▶ **Okuma Parçası**

Eğer hukukun üstünlüğünde dünyada en gerilerde yer alıyorsanız, bu ülkede hukuk diye bir şey bırakmamışsanız zaten bu ülkede istikrar da olmaz, güvenlik de olmaz, kimse de kendisini güvencede hissetmez. Denetimin olmadığı, hukuk devletinin işlemediği yerde yolsuzluk ve organize suç alır başını gider. O nedenle bu ülke bir suç imparatorluğu haline getirilmiştir. Bakanların çetelerle, mafyayla ilişkisine ilişkin binlerce veri ve ifşaat ortadayken savcılar kılını kıpırdatmamakta, hükümet hareket geçmemektedir. Meclis üzerine düşeni yapmamaktadır. Sürekli iç düşman yaratan bu sistem esas savaşı içeride halkına karşı veriyor. Bu ülkeyi çökerten tam da bu anlayıştır. Halkı birbirine düşmanlaştıran, kutuplaştıran ve ayrıştıran; organize suçlara, büyük uyuşturucu kaçakçılığına her türlü kapıyı aralayan ve buna karşı hiçbir girişimde bulunmayan bu anlayıştır. İçişleri Bakanlığı bütçesi görüşülürken görüldü evet bir İçişleri Bakanımız var. Bugün hakkında sayısız iddia ve bunlarla ilgili bir sürü veri varken çıkıp halkı, muhalifleri tehdit etmekte hiçbir beis görmüyor, hiç utanmıyor çünkü cesaretini bu iktidarın ve sistemin korumasından alıyor. Bu sistemin bir ürünü olduğunu ve kendisinin de bunu yürütmekte başarılı sayıldığını varsayıyor ve tehditlerine şantajlarına devam edebiliyor.

▶ **Materyal**
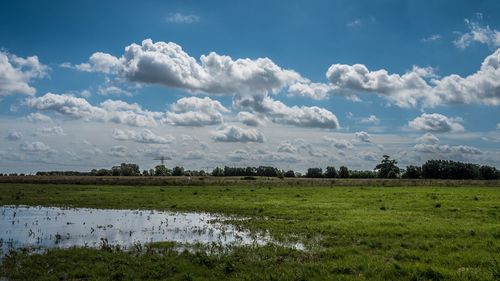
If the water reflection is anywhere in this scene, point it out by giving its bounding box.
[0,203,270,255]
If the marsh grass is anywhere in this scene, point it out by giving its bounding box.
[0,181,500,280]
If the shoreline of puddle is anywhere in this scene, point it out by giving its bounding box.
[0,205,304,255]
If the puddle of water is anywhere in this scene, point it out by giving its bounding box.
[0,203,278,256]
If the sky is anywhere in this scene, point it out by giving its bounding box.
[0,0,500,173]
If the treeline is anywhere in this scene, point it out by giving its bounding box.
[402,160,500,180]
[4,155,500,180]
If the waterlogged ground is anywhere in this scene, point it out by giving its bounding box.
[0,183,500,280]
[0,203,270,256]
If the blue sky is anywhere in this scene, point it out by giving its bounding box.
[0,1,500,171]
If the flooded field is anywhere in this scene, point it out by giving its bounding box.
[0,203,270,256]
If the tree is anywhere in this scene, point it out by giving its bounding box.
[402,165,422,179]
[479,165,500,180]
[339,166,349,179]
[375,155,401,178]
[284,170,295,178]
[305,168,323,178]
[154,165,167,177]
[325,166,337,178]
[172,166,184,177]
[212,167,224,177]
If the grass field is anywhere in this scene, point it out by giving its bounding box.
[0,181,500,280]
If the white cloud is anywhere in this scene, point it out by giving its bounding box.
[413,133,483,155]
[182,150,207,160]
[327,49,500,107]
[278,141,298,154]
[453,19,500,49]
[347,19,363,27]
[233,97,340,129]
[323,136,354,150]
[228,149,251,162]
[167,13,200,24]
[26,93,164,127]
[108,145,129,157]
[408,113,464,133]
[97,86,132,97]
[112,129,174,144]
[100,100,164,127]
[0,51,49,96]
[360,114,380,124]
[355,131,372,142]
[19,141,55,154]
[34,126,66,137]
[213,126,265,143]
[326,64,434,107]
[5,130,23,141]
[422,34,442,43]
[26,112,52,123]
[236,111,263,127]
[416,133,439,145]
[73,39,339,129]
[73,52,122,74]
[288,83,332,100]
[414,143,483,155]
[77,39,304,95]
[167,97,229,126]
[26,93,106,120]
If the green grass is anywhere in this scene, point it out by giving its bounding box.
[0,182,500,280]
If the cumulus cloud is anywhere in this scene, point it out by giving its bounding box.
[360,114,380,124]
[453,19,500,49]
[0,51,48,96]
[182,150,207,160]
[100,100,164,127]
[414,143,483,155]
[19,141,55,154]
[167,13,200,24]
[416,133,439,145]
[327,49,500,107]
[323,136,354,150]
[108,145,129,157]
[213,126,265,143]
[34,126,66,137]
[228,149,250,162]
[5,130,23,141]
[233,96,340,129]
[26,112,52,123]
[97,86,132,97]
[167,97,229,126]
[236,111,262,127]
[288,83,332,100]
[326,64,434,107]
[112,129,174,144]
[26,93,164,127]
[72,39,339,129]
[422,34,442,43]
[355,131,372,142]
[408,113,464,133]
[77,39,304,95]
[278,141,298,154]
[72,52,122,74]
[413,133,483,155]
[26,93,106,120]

...

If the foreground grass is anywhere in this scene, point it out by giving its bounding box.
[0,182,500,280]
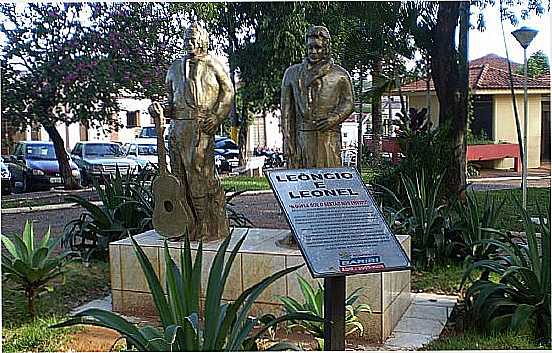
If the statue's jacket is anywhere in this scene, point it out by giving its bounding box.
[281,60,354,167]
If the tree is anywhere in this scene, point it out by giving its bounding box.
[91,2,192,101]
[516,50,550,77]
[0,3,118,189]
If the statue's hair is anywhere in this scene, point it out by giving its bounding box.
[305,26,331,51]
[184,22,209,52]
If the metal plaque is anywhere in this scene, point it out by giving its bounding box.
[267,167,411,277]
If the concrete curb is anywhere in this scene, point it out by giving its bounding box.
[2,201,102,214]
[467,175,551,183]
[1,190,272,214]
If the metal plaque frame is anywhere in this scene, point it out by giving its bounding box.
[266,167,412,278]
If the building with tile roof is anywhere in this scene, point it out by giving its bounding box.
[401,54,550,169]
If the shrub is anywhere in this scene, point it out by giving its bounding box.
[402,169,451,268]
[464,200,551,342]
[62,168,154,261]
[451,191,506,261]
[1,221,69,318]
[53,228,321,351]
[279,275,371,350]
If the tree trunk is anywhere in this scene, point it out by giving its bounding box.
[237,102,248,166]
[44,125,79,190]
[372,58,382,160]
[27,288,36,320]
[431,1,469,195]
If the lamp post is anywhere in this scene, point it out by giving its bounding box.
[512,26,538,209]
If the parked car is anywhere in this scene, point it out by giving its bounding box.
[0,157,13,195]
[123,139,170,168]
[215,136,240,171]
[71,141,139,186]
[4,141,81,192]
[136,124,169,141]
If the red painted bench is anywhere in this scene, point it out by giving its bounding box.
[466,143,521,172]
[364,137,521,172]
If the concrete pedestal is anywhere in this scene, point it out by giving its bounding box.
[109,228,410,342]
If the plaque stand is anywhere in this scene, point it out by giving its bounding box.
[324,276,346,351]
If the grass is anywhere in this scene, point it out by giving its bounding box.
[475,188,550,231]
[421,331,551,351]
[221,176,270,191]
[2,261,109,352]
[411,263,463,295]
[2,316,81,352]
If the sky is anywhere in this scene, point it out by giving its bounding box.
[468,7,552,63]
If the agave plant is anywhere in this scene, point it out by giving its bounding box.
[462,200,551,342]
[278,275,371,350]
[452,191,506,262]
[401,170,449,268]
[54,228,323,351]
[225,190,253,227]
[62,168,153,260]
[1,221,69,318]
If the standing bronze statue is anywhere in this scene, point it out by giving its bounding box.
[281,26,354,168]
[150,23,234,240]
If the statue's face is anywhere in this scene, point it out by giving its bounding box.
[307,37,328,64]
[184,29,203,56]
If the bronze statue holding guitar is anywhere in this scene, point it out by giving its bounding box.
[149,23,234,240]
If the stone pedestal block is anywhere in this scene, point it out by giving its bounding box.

==

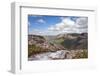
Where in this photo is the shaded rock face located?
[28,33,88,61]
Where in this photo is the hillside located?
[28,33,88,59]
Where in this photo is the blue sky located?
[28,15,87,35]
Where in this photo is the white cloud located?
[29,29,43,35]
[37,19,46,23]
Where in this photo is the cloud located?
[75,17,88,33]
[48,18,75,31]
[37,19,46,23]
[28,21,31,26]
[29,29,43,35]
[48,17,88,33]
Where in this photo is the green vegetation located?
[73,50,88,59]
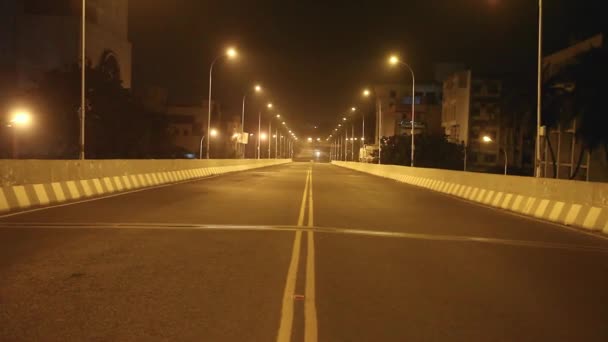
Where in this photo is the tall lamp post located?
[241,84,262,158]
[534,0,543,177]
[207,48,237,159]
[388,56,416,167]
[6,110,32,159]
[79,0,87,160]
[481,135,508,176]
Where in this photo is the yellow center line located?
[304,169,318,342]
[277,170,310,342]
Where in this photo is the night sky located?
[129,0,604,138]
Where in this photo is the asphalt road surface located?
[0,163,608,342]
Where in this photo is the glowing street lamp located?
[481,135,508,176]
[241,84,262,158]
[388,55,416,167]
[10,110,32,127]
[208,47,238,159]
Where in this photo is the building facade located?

▶ **Yazılı İstek 1**
Okuma parçasında, bakanların çetelerle ve mafyayla ilişkisine dair veriler ortadayken harekete geçmediği ya da üzerine düşeni yapmadığı söylenen kurumları sıralayın.
▶ **Yazılı İstek 2**
Okuma parçasını iki cümleyle özetleyin.

▶ **Görev Yanıtı 1**
Savcılar, hükümet, Meclis

▶ **Görev Yanıtı 2**
Hukuk devletinin işlemediği ve denetimin olmadığı bu ülkede yolsuzluk ve organize suç yayılmış, ülke bir suç imparatorluğuna çevrilmiştir; bakanların mafyayla ilişkisine dair binlerce veri ortadayken savcılar, hükümet ve Meclis harekete geçmemektedir. Halkı kutuplaştıran ve organize suça kapı aralayan bu anlayış içinde İçişleri Bakanı, hakkındaki sayısız iddiaya rağmen cesaretini iktidarın ve sistemin korumasından alarak halkı ve muhalifleri tehdit etmektedir.